» **AIM OF THE EXERCISE**: Repeat the records below exactly as they appear.

» **Data items**:
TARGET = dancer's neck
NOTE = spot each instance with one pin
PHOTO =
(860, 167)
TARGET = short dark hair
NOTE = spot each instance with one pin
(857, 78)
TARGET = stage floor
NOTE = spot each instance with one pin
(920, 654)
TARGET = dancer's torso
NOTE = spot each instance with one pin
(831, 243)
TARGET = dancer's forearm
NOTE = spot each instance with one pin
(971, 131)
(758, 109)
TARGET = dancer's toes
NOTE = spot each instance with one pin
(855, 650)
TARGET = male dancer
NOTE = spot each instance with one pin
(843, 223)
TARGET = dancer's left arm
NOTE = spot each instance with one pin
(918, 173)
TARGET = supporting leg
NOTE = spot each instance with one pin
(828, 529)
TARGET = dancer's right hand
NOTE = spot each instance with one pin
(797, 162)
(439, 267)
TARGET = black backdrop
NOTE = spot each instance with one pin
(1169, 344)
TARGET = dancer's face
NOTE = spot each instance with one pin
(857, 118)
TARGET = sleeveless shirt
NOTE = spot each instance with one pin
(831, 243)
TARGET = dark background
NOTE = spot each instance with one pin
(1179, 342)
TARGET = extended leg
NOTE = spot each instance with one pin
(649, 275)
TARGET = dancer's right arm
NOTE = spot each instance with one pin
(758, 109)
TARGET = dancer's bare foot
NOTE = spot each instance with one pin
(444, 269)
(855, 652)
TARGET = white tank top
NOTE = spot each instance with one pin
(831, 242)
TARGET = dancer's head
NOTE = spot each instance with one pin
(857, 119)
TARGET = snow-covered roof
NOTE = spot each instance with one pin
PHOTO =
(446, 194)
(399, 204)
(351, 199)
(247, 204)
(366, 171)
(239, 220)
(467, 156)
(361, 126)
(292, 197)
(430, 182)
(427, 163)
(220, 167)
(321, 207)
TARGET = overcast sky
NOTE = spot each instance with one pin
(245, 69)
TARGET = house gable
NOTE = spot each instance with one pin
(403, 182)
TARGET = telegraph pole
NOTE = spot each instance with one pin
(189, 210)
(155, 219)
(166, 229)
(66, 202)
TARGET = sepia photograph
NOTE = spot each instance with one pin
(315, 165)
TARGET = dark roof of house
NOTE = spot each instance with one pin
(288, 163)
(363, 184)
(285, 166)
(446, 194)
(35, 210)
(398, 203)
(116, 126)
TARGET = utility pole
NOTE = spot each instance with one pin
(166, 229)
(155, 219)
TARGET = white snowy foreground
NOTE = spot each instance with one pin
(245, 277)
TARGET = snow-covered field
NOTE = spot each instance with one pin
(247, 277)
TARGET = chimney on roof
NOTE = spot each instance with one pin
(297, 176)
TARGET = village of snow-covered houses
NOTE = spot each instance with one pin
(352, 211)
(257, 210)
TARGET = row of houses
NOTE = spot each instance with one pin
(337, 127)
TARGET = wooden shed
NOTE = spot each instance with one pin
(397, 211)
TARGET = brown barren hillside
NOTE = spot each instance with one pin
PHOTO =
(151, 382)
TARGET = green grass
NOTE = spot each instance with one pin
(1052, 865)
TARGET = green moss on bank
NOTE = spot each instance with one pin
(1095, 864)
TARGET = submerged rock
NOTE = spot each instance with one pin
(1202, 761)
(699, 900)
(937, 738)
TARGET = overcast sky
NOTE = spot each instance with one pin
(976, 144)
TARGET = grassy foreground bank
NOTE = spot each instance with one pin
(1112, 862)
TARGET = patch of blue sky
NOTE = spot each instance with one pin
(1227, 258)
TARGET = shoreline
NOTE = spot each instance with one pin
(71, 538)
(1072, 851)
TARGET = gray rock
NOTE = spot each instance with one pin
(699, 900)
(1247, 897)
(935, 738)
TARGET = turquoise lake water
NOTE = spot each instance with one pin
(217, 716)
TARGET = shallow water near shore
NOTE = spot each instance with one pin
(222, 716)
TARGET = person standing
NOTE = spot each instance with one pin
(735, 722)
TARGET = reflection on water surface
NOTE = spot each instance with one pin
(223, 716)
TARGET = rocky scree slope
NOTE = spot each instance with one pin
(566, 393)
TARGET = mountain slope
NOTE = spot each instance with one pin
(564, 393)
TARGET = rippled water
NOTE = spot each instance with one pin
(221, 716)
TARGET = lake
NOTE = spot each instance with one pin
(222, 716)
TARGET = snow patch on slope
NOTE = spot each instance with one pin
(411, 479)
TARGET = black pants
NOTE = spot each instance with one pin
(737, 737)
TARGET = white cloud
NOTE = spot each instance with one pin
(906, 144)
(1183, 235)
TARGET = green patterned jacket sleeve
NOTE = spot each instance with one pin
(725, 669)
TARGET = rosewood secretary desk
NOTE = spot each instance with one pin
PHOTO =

» **REPLY**:
TARGET = dancer's neck
NOTE = spot each instance with one pin
PHOTO =
(860, 167)
TARGET = short dark hair
NOTE = spot each instance with one pin
(857, 78)
TARGET = stage floor
NOTE = spot each instance with one pin
(920, 654)
TARGET = dancer's torso
NOTE = spot each instance with one pin
(831, 243)
TARGET = dancer's forearm
NOTE = spot each instance with one pin
(971, 131)
(758, 109)
TARGET = dancer's toes
NOTE = spot each instance with one pin
(855, 650)
TARGET = male dancer
NOTE = spot each instance with one pin
(843, 223)
TARGET = dancer's left arm
NOTE = spot each instance with one pin
(918, 173)
TARGET = supporting leg
NOTE = spot each instance with one pin
(828, 529)
TARGET = dancer's right hand
NOTE = spot each instance with one pin
(797, 162)
(439, 267)
TARGET = black backdrop
NOTE = spot each instance with one pin
(1169, 344)
TARGET = dancer's face
NOTE = spot each instance with one pin
(857, 118)
TARGET = sleeveless shirt
NOTE = spot each instance with one pin
(831, 243)
TARGET = dark background
NOTE = spot each instance with one pin
(1179, 342)
TARGET = extended leg
NOTE = spot each instance with one pin
(649, 275)
TARGET = dancer's right arm
NOTE = spot each instance with one pin
(758, 109)
TARGET = dancer's bare foot
NOTE = spot each instance with one pin
(444, 269)
(855, 652)
TARGET = white tank top
NOTE = spot each instance with one pin
(831, 242)
TARGET = dancer's head
NOTE = spot each instance with one pin
(857, 119)
TARGET = snow-covered roof
NOTE = spot each instance with one pin
PHOTO =
(446, 194)
(399, 204)
(351, 199)
(247, 204)
(366, 171)
(239, 220)
(467, 156)
(361, 126)
(292, 197)
(430, 182)
(427, 163)
(220, 167)
(321, 207)
TARGET = overcast sky
NOTE = spot each instance with one pin
(245, 69)
TARGET = house gable
NOTE = spot each instance with one pin
(403, 182)
TARGET = telegraph pole
NOTE = spot each instance with one pin
(189, 210)
(155, 219)
(166, 229)
(66, 202)
TARGET = sepia photograph
NOTE = spot each instance with one pin
(315, 165)
TARGET = dark roof of house
NOTE = spot each instance with one pin
(288, 163)
(363, 184)
(285, 166)
(446, 194)
(35, 210)
(398, 203)
(116, 126)
TARGET = utility pole
NOTE = spot each instance with one pin
(166, 229)
(155, 219)
TARGET = white snowy foreground
NOTE = spot each instance with one pin
(245, 277)
TARGET = snow-covered field
NOTE = spot each instance with one pin
(247, 277)
TARGET = chimney on roof
NOTE = spot each instance with one pin
(297, 176)
TARGET = village of snow-covered houses
NOTE = spot each instance with one pin
(352, 211)
(257, 210)
TARGET = row of houses
NOTE = spot each instance with one pin
(337, 127)
TARGET = wooden shed
NOTE = spot each instance with one pin
(397, 211)
TARGET = brown barren hillside
NOTE = spot each instance with one pin
PHOTO =
(151, 382)
TARGET = green grass
NOTE = spot each instance with one pin
(1052, 865)
TARGET = green moss on bank
NOTE = spot each instance with one pin
(1095, 864)
TARGET = submerged rock
NOTE = spot each instance with one pin
(1202, 761)
(699, 900)
(937, 738)
TARGET = overcast sky
NOTE = spot each instance with one pin
(976, 144)
TARGET = grassy foreground bank
NOTE = spot each instance with one pin
(1112, 862)
TARGET = patch of blue sky
NOTE = spot each instance with one pin
(1227, 258)
TARGET = shoreline
NOTE = spot each instance with one pin
(71, 538)
(1072, 851)
TARGET = gray rock
NOTE = spot each instance with one pin
(699, 900)
(1247, 897)
(935, 738)
TARGET = turquoise lake water
NOTE = spot each instance with one pin
(217, 716)
TARGET = shallow water near shore
NOTE = spot each instance with one pin
(222, 716)
TARGET = person standing
NOTE = spot each instance with one pin
(735, 722)
TARGET = reflection on water surface
NOTE = spot each instance with one pin
(223, 716)
TARGET = rocky scree slope
NOTE = spot each instance with one pin
(566, 393)
TARGET = mountain slope
NOTE = spot each instance with one pin
(564, 393)
TARGET = rippled water
NOTE = spot each instance with one pin
(221, 716)
TARGET = lake
NOTE = spot each instance with one pin
(222, 716)
TARGET = snow patch on slope
NOTE = spot each instance with one pin
(411, 479)
TARGET = black pants
NOTE = spot each instance with one pin
(737, 737)
TARGET = white cloud
NOTE = spot each instance with one pin
(906, 144)
(1183, 235)
TARGET = green patterned jacket sleeve
NOTE = spot each instance with one pin
(725, 669)
TARGET = rosewood secretary desk
NOTE = spot each instance with one pin
PHOTO =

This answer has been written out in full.